» **DO THIS**: Which lines in the data items below contain the word "brown"? Locate each one and copy it out in full.

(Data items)
□ □ □

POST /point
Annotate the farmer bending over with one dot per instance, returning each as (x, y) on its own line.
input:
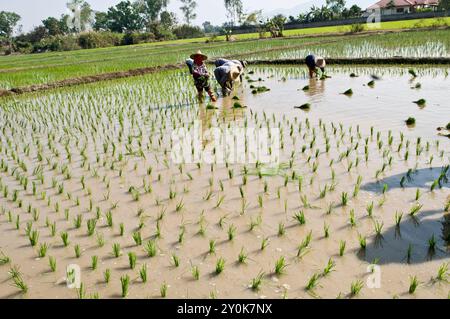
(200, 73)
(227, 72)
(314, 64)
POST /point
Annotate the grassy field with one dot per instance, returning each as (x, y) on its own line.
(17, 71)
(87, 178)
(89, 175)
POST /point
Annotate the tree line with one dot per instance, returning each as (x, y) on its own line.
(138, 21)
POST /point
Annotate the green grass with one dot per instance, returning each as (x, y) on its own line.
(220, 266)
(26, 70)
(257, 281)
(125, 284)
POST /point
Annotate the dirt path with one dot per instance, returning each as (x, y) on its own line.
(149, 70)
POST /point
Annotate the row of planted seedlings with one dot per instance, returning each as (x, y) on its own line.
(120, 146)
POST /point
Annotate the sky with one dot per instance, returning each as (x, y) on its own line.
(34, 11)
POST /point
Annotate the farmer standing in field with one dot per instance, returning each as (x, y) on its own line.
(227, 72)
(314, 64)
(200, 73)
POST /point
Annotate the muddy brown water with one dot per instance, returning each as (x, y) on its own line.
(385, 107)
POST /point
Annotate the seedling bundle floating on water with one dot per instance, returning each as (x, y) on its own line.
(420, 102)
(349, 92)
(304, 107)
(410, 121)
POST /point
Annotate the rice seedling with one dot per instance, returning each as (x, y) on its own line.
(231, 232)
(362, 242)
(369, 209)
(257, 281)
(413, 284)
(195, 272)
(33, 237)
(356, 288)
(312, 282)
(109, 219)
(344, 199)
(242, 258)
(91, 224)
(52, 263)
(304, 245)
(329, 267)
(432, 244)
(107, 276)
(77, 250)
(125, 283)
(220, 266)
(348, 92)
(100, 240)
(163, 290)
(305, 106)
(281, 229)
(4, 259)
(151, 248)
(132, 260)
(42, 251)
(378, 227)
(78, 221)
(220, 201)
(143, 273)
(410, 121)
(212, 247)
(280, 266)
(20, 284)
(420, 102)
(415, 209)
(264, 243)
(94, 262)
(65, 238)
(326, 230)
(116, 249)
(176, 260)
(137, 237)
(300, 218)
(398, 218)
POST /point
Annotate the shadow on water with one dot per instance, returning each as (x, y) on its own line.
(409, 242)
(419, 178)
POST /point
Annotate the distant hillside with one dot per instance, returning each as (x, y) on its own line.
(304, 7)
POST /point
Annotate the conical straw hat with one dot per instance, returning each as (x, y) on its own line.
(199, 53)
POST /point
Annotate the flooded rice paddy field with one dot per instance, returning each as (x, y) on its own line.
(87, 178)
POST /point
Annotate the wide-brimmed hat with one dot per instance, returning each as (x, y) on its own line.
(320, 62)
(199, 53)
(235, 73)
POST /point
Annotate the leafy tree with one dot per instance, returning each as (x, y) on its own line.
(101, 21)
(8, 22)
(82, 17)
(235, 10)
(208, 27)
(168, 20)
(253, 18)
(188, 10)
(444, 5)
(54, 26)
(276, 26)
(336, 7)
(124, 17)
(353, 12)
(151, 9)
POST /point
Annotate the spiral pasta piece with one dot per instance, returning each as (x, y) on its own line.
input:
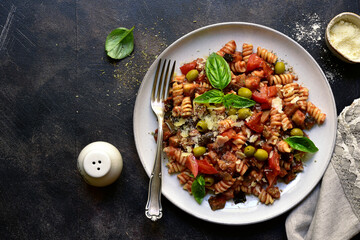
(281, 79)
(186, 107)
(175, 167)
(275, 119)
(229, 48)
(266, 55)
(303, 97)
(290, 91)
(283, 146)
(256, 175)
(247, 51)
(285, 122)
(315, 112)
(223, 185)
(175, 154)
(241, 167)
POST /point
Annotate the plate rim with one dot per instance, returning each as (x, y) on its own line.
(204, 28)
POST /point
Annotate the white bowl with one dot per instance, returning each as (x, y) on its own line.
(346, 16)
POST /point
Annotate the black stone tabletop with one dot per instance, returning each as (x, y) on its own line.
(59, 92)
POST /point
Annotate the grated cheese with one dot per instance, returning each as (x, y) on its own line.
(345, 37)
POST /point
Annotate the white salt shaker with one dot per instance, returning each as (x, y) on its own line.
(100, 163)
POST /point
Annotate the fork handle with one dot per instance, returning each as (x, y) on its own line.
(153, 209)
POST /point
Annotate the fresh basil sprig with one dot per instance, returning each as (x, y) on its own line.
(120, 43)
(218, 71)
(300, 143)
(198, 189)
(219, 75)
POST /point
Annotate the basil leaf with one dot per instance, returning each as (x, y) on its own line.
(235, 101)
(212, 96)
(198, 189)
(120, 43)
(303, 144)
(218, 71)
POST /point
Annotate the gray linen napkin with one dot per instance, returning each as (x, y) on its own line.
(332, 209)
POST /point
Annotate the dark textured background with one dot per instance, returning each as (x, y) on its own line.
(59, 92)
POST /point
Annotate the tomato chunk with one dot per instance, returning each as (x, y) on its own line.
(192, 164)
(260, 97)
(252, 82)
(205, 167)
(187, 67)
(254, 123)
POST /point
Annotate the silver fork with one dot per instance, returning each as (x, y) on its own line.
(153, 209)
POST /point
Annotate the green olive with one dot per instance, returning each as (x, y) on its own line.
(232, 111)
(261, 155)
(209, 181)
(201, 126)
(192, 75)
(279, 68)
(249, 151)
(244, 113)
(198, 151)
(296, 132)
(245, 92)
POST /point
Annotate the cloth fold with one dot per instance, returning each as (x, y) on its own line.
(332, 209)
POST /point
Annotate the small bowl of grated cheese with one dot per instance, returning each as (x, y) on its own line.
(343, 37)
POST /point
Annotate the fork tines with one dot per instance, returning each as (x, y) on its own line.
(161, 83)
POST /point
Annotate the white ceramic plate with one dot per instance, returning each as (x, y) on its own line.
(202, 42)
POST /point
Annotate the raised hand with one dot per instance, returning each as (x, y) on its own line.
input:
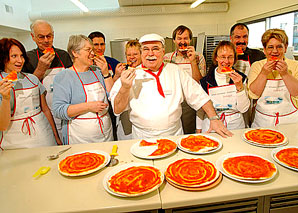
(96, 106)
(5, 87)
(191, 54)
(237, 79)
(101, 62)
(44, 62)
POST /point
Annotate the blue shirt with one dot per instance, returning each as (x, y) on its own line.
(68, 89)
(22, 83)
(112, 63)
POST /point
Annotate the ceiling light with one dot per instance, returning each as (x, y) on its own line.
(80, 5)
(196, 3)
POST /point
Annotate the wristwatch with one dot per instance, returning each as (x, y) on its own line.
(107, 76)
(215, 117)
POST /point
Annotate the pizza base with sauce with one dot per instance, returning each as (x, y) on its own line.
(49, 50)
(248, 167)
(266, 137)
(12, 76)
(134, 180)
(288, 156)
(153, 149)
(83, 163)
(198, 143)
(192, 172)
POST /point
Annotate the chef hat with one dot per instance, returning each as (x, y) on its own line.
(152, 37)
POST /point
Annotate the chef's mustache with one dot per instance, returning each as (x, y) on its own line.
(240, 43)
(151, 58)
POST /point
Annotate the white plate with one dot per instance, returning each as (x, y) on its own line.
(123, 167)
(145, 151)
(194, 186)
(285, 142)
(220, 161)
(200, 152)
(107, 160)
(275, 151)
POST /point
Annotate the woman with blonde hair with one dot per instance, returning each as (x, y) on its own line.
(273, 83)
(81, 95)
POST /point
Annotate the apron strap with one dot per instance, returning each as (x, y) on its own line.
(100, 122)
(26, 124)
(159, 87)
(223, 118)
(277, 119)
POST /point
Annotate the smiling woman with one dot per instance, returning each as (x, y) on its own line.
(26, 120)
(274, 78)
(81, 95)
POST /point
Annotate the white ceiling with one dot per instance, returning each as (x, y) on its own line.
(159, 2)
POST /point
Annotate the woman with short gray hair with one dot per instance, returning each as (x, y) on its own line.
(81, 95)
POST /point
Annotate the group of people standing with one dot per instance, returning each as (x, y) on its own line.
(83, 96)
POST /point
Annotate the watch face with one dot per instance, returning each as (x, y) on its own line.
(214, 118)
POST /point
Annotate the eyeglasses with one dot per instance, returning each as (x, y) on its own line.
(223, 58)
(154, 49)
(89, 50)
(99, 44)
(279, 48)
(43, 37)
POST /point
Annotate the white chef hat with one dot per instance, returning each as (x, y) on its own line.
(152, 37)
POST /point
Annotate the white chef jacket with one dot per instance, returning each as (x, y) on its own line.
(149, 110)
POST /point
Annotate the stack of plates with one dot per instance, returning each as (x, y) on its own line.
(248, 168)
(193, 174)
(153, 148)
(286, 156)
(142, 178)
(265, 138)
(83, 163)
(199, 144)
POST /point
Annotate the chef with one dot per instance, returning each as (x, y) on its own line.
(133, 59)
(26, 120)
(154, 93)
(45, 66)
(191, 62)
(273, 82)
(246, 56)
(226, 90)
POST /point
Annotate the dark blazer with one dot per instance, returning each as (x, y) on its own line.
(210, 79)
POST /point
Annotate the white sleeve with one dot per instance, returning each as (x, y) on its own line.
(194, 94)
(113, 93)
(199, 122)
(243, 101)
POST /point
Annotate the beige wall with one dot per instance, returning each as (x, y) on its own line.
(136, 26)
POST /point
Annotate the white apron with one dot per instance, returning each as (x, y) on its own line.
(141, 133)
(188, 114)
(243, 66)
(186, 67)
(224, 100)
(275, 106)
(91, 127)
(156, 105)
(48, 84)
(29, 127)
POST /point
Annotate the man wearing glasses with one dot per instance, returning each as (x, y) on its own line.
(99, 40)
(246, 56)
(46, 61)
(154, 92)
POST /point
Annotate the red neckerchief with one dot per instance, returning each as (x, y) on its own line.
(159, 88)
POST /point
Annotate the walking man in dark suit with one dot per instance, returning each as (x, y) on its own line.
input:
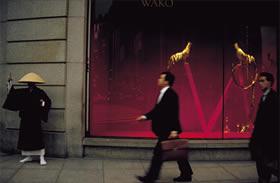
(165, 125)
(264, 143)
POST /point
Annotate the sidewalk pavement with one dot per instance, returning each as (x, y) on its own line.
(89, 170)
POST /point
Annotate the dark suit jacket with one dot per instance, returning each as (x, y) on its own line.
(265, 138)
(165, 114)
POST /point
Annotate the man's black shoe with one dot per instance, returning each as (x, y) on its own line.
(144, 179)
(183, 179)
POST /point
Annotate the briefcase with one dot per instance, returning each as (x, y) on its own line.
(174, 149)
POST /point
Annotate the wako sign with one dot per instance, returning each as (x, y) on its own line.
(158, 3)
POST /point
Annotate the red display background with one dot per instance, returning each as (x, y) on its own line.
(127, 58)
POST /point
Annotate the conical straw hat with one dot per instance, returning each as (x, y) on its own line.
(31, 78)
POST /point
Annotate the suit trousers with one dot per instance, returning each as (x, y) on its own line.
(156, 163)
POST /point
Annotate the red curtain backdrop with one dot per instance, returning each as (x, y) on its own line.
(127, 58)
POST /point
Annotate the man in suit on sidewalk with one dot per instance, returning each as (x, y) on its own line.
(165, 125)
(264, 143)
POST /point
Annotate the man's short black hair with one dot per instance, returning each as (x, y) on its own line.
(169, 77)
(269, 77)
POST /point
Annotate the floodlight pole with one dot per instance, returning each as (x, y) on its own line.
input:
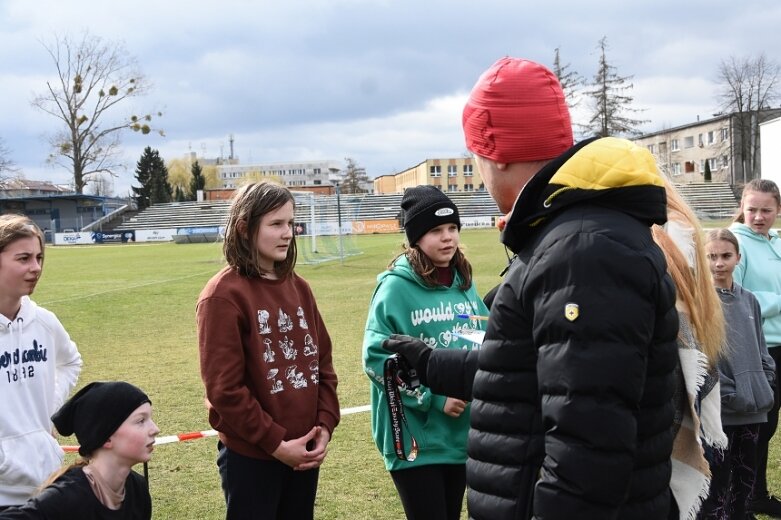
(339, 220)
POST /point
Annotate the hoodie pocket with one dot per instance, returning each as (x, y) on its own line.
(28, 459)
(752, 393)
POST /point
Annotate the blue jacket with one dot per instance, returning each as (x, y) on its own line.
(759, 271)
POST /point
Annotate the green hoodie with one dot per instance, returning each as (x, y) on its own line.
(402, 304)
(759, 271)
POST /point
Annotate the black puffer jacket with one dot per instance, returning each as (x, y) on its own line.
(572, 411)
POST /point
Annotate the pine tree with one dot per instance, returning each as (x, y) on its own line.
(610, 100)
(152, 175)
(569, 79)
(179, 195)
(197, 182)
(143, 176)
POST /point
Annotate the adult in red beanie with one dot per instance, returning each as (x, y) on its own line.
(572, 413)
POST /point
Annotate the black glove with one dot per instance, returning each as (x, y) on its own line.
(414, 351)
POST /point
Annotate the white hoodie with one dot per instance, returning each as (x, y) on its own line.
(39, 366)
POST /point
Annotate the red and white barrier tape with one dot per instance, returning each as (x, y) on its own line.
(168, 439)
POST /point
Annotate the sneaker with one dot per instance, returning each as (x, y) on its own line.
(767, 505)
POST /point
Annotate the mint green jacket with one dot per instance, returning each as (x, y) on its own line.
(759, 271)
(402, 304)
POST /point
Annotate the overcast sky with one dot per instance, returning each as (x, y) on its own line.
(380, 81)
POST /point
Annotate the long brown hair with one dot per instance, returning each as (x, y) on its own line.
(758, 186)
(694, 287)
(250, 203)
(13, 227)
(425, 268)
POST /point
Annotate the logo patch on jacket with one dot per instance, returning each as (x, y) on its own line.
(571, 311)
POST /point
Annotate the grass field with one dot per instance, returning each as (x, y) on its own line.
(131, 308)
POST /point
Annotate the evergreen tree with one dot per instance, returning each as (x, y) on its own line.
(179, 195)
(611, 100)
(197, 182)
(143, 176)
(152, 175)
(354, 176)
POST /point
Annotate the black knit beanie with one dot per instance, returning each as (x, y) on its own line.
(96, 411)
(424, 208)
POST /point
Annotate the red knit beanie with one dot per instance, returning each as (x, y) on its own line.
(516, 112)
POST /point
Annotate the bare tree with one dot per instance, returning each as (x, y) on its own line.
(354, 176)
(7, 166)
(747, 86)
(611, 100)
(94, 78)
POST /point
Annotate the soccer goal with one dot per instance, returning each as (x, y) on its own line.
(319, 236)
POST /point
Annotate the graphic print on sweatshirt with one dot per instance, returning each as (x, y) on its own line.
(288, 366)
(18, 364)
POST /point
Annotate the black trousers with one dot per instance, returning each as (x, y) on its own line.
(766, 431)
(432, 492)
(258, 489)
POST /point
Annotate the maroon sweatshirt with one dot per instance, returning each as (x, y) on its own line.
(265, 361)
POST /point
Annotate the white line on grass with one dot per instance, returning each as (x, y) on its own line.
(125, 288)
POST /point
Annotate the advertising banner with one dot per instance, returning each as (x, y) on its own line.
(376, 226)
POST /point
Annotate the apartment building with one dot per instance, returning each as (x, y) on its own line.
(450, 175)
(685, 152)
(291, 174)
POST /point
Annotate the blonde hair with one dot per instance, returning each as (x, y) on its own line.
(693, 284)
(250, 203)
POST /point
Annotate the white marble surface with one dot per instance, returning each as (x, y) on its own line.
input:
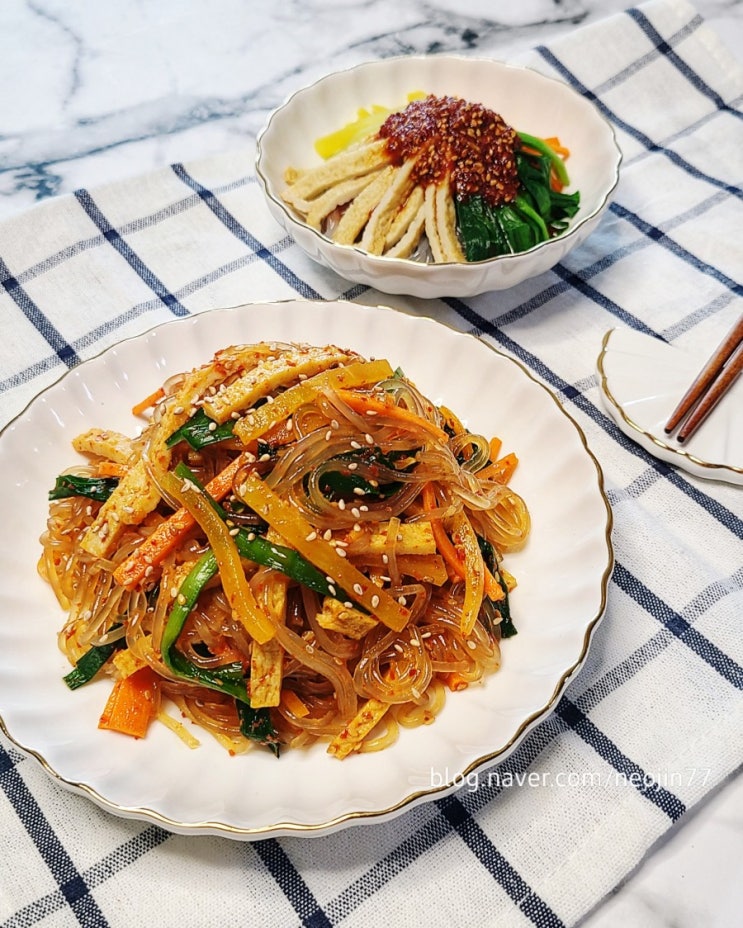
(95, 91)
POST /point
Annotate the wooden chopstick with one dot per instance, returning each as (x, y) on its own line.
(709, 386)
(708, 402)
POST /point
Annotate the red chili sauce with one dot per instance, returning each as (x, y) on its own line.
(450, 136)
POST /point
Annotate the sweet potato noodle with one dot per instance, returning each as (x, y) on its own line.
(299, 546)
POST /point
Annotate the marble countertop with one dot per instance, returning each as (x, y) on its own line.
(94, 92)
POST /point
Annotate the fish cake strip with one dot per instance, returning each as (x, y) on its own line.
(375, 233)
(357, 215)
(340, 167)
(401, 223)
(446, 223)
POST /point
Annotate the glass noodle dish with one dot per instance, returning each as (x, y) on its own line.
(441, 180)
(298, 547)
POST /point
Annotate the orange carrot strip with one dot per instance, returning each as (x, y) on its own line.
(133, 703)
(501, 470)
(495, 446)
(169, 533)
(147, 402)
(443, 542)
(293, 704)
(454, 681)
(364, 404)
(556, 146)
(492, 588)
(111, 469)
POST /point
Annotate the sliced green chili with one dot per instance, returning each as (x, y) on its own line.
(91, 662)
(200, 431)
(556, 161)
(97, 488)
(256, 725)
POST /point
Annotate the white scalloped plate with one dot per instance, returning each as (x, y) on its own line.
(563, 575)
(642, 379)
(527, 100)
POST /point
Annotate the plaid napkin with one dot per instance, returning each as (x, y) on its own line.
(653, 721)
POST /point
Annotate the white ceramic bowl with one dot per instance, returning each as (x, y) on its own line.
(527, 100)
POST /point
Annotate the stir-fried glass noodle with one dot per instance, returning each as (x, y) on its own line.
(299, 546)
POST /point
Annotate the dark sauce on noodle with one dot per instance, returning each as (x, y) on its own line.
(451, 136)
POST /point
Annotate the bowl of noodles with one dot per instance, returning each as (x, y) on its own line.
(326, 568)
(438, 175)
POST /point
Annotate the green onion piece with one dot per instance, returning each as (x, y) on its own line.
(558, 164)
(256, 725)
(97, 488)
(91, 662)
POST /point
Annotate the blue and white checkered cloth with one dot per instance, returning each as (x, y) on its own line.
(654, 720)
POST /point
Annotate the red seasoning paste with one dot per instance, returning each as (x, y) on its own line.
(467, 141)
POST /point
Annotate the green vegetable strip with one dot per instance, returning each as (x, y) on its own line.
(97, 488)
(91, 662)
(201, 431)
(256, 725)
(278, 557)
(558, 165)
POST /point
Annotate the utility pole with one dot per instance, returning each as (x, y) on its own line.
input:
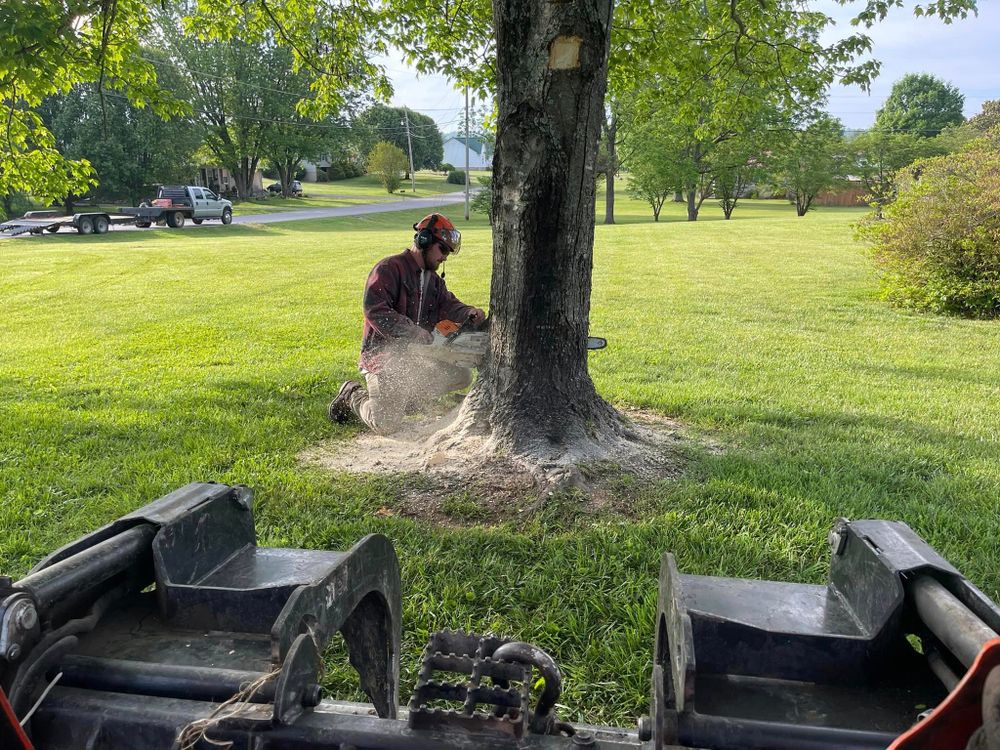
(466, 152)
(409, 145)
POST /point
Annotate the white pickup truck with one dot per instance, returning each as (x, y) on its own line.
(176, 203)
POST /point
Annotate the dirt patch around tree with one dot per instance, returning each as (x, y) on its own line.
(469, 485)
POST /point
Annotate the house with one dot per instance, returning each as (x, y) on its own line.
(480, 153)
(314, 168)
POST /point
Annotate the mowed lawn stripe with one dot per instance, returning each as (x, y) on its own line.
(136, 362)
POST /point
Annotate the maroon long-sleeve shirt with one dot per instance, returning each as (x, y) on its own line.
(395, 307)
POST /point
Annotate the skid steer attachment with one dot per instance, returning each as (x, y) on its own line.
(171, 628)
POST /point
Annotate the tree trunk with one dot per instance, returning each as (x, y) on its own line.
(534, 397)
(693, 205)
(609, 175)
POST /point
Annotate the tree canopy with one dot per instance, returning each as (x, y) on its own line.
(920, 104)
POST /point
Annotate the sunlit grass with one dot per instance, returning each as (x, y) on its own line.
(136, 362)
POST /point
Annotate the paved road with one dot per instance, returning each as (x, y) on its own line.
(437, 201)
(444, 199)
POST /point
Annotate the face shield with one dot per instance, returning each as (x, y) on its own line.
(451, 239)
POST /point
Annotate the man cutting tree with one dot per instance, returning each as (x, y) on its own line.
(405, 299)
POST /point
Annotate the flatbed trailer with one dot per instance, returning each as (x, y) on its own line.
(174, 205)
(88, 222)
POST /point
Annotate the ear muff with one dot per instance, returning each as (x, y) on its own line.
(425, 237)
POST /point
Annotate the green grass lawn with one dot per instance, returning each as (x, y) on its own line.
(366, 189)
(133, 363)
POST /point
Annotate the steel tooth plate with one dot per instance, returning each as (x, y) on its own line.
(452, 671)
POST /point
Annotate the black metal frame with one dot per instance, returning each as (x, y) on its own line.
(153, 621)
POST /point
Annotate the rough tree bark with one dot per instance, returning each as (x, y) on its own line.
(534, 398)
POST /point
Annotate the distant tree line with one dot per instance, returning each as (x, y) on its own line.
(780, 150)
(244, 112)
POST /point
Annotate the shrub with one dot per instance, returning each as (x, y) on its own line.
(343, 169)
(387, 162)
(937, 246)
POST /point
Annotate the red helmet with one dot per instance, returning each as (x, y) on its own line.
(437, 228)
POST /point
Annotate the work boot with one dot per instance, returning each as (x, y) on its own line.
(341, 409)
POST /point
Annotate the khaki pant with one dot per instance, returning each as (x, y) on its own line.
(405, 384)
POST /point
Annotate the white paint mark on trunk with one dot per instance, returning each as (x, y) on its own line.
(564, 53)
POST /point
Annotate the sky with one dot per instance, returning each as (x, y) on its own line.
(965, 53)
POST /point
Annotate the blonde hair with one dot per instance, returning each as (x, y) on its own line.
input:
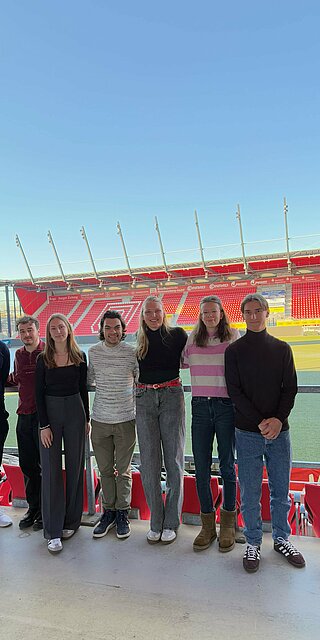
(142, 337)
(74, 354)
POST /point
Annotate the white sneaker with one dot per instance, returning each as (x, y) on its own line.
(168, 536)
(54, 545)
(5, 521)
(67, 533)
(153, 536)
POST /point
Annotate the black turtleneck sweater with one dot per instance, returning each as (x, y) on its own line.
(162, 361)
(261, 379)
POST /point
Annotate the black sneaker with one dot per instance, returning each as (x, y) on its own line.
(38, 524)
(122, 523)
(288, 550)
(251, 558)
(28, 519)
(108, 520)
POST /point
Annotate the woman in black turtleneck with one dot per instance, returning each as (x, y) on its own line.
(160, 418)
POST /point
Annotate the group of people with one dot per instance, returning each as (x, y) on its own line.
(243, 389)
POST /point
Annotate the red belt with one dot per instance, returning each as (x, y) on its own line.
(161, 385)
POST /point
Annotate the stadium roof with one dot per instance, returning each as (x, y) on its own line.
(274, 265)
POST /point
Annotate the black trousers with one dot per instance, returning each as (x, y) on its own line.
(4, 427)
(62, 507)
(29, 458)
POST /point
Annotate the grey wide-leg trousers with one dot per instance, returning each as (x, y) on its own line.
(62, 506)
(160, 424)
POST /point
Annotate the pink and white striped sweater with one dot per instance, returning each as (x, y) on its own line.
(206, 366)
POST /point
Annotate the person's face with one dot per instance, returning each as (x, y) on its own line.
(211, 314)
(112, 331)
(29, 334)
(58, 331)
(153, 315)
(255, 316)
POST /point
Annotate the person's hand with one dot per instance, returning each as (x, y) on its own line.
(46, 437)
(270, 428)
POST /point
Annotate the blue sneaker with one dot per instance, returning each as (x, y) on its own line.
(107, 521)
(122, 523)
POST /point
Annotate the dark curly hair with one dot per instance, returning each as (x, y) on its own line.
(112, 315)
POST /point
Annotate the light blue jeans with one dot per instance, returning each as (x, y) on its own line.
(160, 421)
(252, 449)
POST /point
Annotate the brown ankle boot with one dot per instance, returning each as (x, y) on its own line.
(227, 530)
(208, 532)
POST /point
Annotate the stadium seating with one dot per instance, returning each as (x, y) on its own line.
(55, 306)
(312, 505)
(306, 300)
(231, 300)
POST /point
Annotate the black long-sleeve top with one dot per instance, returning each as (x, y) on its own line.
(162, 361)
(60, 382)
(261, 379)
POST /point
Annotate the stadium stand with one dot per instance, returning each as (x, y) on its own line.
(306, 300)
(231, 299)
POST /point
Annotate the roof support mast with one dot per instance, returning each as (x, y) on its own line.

□ □ □

» **ANSWER TO THE TASK**:
Annotate the muddy brown water with one dot per instance, returning each as (x, y) on its own line.
Annotate the long brown hair with one dot per instance, returning each as (x, y) on its own line.
Annotate the brown ankle boot with one dot per instance, returning each as (x, y) on its own line.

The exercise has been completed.